Tomorrow, my little brother and sister will turn seventeen. They have jobs and drivers licenses and interests in the other sex. They will be seniors in high school come August. This all freaks me out just a little.
After giving birth, Mom was laid up in bed, exhausted and whatever else women are after having twins. I was six years old. I'd just finished kindergarten, was going to start first grade in the fall. I don't know what Gaetano was doing with his time. Dad, obviouly, was at work.
Mom and Dad had decided to use reusable cloth diapers from a service in lieu of the disposable ones they'd had for Gaetano and me. I don't know if it was the diaper service or the hospital who'd given it, but as I was wandering one day, alone as far as I can remember, bored because those tiny human apostrophes were sleeping, I found an instructional video. How to strap the baby seat in the car. How to burp, I think. And how to fold the cloth diapers.
I guess this is the long of way of telling you that I was the first one at home to change Nick and Anna's diapers. I remember teaching Mom how to do it. Honestly, for all I know, Mom and Dad had done it before and were humoring me, or maybe I just don't remember this well at all. But anyway.
We pushed them around in a twins stroller, a long basket in which they could both lay down. It was a light sky blue, the color you see behind wispy clouds. There was a mosquito net. I remember a day many years later when we all gathered to look at that stroller, and nobody could comprehend how those two were ever tiny enough to fit inside. I still can't imagine it.

▸ **Problems and tasks**:
(A) In the essay about the twins, what color was their stroller?
(B) Write the next part of the essay about the twins, beginning right after its last sentence.

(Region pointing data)
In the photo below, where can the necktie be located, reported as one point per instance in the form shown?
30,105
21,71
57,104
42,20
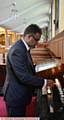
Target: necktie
29,57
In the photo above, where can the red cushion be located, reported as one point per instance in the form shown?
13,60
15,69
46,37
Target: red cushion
3,110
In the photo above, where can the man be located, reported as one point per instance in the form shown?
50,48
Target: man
20,80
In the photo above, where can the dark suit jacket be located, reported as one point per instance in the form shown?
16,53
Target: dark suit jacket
20,79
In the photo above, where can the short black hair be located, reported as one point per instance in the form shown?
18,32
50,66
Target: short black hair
32,29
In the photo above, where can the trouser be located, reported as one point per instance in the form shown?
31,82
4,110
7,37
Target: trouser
16,111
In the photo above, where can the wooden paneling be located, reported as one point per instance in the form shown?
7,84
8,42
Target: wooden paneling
57,45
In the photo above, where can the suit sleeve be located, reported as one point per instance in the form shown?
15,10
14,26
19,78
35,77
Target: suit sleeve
18,61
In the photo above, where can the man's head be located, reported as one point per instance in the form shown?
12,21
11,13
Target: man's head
32,35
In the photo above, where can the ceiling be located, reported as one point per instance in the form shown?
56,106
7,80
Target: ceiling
17,14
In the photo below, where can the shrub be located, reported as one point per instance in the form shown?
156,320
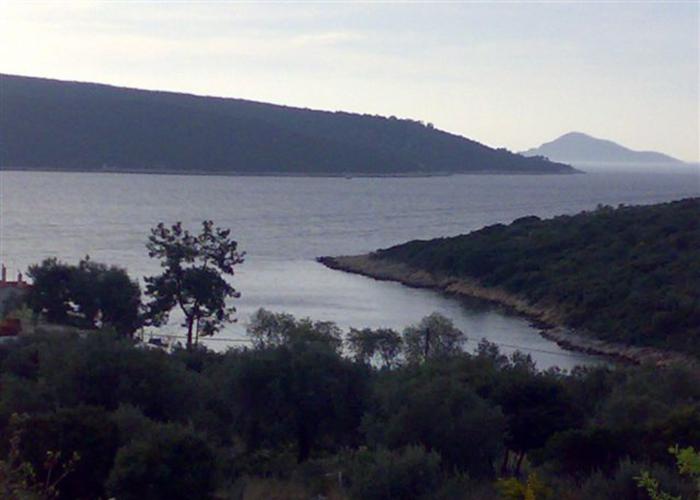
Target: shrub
408,473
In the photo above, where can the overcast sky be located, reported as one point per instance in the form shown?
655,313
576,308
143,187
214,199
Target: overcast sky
505,74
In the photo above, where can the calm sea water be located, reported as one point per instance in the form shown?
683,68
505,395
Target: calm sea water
283,223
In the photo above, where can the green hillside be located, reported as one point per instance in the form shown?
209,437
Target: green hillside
629,274
84,126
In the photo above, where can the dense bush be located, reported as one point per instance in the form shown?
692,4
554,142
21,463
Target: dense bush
404,474
169,462
85,295
294,414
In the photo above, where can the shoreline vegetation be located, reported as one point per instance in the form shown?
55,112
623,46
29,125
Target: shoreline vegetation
612,282
550,323
370,415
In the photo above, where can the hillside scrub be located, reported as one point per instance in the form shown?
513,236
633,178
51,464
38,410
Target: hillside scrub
627,275
296,413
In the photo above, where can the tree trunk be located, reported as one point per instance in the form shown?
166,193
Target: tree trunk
520,462
303,444
190,322
504,465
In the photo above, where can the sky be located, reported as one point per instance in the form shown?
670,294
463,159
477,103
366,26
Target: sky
506,74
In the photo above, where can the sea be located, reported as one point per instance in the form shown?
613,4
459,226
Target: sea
284,223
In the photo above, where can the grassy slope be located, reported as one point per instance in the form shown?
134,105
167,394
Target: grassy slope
629,274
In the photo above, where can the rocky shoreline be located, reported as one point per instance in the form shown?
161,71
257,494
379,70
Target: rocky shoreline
549,320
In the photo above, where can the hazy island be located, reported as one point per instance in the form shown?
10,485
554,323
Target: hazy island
60,125
625,279
582,149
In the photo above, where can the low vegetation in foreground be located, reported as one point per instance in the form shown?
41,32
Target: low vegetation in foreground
302,413
305,410
627,275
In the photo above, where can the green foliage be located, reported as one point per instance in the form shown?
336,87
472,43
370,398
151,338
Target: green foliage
413,407
297,410
267,329
304,394
628,274
85,295
688,463
404,474
86,434
382,346
623,482
193,277
171,462
18,479
435,336
532,488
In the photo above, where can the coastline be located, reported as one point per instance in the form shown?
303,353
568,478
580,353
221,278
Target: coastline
347,175
548,320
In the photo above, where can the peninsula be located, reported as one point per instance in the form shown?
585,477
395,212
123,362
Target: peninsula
620,282
61,125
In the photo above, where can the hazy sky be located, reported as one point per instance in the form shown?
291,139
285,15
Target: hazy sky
506,74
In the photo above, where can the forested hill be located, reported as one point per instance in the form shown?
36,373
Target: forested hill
68,125
628,275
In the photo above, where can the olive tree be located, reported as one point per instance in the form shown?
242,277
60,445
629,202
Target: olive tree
193,277
434,336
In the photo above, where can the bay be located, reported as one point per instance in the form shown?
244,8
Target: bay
284,223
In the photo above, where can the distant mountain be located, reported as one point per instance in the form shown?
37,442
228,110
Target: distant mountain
578,148
84,126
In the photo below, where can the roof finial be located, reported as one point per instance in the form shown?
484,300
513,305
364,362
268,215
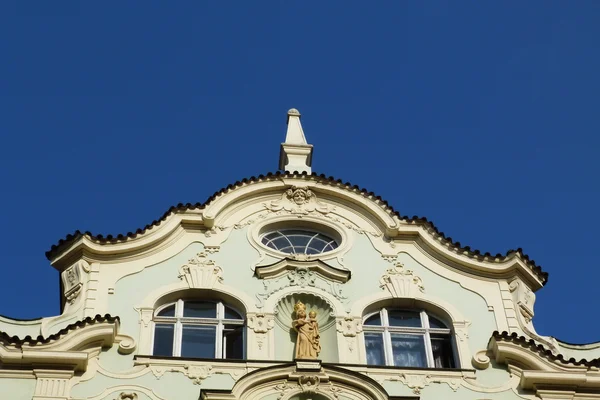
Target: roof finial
296,153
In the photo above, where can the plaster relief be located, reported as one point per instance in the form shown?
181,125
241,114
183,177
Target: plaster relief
401,282
524,298
298,200
72,282
300,277
201,272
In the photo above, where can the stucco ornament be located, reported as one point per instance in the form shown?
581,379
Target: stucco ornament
401,282
308,344
298,200
415,382
300,277
72,281
197,373
524,298
200,272
126,396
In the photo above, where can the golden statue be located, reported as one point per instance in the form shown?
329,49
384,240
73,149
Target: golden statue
307,342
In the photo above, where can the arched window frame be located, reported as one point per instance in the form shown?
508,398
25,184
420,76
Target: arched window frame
327,243
425,330
219,322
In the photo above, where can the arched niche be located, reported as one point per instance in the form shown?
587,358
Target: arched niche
309,396
285,335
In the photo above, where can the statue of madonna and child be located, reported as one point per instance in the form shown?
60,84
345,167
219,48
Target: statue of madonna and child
307,342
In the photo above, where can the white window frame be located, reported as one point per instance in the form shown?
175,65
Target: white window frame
308,233
425,331
179,321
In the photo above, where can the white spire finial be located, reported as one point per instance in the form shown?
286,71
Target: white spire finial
296,153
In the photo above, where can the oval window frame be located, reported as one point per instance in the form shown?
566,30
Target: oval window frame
306,223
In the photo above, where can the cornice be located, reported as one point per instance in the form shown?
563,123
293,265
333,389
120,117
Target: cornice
512,347
395,225
15,341
288,264
69,348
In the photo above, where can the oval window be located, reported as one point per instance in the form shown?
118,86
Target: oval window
299,241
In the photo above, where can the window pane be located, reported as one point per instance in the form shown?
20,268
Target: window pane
404,318
167,311
230,314
299,241
374,345
163,340
198,341
234,342
409,351
199,309
374,320
436,323
442,351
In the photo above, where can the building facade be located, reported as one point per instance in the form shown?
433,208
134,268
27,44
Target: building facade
290,286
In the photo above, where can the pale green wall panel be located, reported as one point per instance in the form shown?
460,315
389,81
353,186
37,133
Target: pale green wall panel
17,389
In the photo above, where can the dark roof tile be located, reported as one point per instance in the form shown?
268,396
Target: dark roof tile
541,350
16,341
456,246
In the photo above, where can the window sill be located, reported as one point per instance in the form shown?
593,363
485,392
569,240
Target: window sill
199,369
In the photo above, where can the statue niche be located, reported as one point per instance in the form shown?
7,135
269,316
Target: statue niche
286,333
308,344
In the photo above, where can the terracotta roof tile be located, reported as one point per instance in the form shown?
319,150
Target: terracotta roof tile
448,241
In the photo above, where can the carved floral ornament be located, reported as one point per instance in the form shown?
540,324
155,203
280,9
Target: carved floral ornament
72,280
201,272
401,282
301,278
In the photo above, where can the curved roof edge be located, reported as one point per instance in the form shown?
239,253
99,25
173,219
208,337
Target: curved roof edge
568,345
456,246
531,344
16,341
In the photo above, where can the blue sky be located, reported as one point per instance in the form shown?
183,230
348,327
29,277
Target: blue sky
481,116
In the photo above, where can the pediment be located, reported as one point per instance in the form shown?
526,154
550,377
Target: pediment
292,264
303,377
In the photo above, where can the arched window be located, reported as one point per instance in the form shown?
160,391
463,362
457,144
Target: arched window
407,338
199,329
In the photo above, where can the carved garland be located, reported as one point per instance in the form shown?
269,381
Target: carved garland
200,272
401,282
300,277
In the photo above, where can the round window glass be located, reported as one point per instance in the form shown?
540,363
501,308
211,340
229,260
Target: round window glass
297,241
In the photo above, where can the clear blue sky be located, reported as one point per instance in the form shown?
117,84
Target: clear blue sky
481,116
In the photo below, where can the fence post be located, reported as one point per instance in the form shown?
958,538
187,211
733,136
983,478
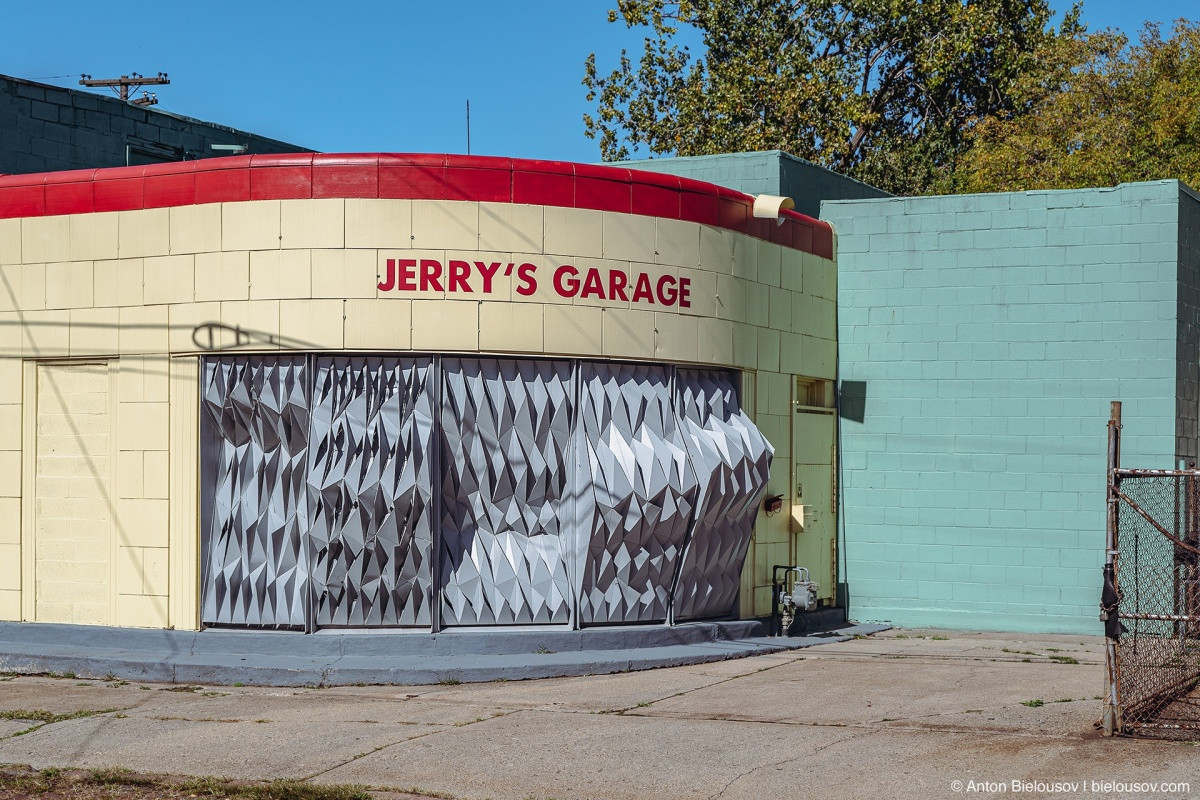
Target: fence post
1113,722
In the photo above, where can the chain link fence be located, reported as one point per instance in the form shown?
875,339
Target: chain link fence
1155,656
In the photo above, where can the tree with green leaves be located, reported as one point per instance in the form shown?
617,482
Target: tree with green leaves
883,90
1097,112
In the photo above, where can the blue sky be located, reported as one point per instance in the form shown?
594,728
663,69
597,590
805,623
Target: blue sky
371,74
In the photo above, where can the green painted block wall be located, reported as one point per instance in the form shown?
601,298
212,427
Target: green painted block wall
987,336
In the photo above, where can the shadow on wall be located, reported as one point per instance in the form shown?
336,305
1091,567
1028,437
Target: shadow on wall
853,401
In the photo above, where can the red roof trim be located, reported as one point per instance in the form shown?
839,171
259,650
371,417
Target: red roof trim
424,176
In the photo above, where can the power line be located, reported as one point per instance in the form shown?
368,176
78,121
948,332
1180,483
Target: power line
125,84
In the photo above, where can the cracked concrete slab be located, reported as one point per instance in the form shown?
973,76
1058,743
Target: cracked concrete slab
892,715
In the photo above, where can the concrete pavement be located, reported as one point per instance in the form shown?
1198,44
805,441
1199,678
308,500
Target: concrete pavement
900,714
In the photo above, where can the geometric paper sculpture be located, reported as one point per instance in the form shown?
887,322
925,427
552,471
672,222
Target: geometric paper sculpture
636,492
505,447
732,462
413,491
256,505
370,482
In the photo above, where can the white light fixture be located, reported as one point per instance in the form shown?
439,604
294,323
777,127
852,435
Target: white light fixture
769,206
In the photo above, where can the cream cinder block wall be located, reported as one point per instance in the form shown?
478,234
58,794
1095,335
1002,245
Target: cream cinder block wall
148,290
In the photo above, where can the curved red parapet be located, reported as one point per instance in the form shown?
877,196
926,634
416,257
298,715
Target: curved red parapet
419,176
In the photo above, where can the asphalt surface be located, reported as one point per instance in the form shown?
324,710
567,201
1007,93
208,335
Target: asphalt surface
899,714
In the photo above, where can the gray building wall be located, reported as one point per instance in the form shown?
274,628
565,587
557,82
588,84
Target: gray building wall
985,336
768,172
48,128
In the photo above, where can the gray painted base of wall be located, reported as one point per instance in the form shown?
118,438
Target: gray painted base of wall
340,659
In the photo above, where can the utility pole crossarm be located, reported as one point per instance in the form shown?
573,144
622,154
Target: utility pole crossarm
123,85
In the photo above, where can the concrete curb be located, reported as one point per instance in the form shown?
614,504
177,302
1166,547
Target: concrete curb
341,659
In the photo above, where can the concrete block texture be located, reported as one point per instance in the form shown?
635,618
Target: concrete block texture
52,127
306,275
983,338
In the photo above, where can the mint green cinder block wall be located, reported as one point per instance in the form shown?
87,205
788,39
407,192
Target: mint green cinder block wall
989,334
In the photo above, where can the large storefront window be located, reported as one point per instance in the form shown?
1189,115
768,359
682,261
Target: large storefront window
427,492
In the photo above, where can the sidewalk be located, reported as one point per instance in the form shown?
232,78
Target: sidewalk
900,714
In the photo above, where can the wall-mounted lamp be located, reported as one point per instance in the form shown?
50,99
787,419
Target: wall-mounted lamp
769,206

▸ **Answer set**:
(A) A light sky blue.

(B)
We have pictures of their first birthday, when Nick blietzkrieged his cake and Anna negotiated with hers like a one-year old Neville Chamberlain.
I look at recent photos of them, remembering their dirty and dainty birthday faces, and can't help but wonder what the hell's been going on in the past sixteen years that made them decide to grow up.
Anna is still short. When I was in college, if, when I would call home, Anna answered, conversations were often like this:
Hello?
Hey, kiddo, how's it going?
Good.
Still short?
Yup.
Alright. That's all I needed, talk to you later.
One time she actually said, "Okay," and hung up on me.
Nick is gangly; skinny, but muscling out (at least since the last time I saw him). He and I used to lean on the counter in front of the answering machine, thinking of stupid shit to record. If you called us anytime in the past five or six years, you probably heard some of it.
The point is, seventeen is no longer a little kid, though it's not the adult they think it is. But for some reason, no matter how big they get (save Anna), they are always, in some way or another, the tiny little babies sitting in that stroller, in diapers I likely folded around them.
I love those kids. I once made a list of the people in my life I loved the most. Number one was Grandma. Tied for second were those two.
Happy birthday, kiddos. I miss you like hell, and then some.